| WHAT THE TASK ASKS |
Without any images, write the listing below out word for word.

| ENTRIES SHOWN |
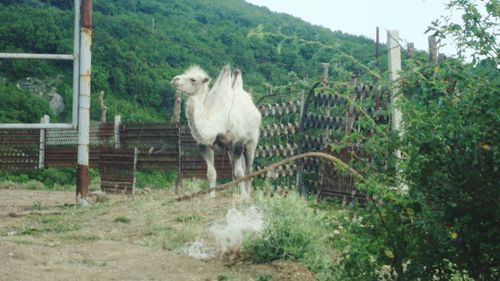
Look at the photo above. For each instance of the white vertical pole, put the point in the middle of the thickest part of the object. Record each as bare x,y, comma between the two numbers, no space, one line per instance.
76,62
394,69
41,152
118,120
82,177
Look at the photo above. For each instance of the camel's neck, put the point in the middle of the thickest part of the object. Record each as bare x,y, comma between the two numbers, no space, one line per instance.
203,123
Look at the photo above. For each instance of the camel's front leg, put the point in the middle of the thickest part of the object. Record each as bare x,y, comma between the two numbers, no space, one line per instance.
239,166
249,156
207,152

| REPLY TO THE TASK |
Look at the photo above. For each instance of the white vertical pole, put the point in the middle of the thickest part of the object. Record each as bare x,y, comma between the two numbers, no space, one line per instance.
76,62
394,69
41,152
118,120
82,177
Look at the photo above. For each instance of the camel's neck, put the point in the middle of the thickest part of the object. Record each as bare x,y, comma between the two numbers, no space, one line per instance.
203,123
Look at the photo above. For each instance of the camel's front leg, put the point in the middle of the thickest part of the object. Record each as bare x,y, comma between the two numbers, no space, one line per instance.
239,166
249,156
207,152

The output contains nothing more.